▽

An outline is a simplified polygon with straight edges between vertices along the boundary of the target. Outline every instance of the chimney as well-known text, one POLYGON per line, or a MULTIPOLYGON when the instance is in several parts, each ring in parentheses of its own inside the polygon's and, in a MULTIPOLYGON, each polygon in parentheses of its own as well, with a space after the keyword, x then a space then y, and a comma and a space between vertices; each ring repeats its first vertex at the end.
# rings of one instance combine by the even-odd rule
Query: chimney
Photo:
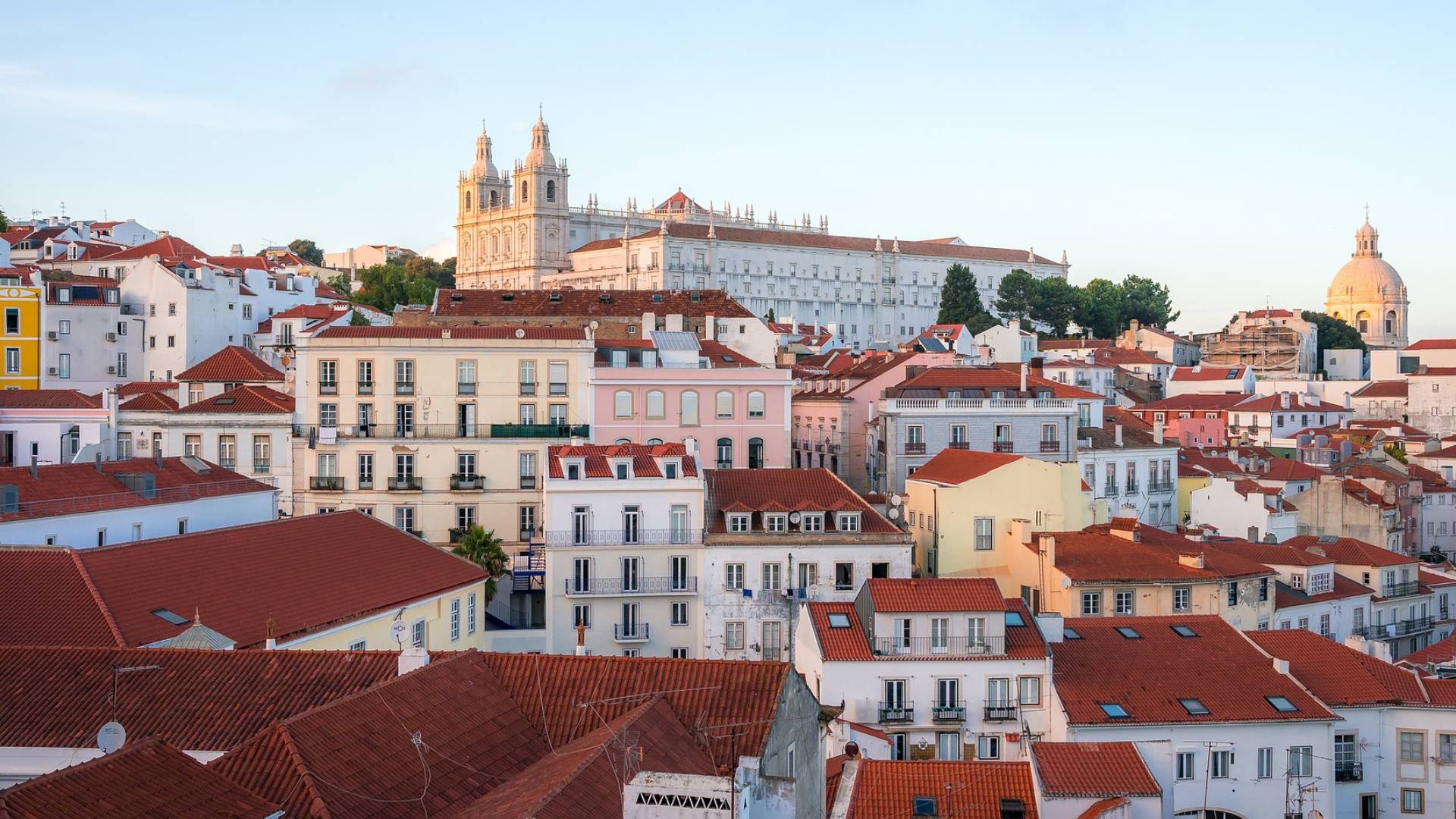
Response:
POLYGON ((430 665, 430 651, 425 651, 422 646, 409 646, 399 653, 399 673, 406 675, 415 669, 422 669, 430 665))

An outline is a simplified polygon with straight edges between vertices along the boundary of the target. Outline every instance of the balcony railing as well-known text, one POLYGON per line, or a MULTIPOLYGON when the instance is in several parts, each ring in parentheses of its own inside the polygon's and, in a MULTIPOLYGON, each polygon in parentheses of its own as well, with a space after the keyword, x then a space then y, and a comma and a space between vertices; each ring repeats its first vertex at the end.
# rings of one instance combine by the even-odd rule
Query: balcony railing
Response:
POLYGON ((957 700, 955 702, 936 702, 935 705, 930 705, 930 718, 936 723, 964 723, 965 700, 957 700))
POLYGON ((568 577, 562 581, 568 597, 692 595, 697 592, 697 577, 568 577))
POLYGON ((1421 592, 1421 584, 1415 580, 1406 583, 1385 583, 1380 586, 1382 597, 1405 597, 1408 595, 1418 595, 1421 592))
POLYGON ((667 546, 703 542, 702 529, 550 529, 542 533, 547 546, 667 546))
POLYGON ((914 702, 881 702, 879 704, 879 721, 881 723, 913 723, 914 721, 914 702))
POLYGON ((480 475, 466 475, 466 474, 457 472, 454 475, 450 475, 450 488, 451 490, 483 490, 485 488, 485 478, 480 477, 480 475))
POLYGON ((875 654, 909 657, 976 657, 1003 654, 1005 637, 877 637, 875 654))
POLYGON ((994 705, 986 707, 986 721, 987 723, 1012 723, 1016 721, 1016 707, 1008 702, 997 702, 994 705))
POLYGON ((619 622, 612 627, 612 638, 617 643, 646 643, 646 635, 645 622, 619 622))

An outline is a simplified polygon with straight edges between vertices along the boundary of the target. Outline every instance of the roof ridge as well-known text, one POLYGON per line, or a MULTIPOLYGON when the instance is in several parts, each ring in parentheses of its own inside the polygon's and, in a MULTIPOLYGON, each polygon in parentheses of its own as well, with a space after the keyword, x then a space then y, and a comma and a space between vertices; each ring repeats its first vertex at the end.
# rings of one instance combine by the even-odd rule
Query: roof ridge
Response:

△

Task to complete: Extract, exactly, the lines above that begin at the line containing "of the roof" and end at the final line of the records; add no other text.

Solution:
An outline is a simplified polygon with straight edges between vertices along the boundary of the target. Outline every instance of the roof ridge as well-known text, one POLYGON per line, or a MULTIPOLYGON when the instance is in several parts, each ring in parentheses of its own inside the polygon's and, in a MULTIPOLYGON, each polygon in parentheses of its own as well, with a space after the keyword, x then a space then y, and a comma and a space between vertices; each ring repeats its first vertex at the end.
# rings of one instance combine by the even-odd rule
Query: roof ridge
Response:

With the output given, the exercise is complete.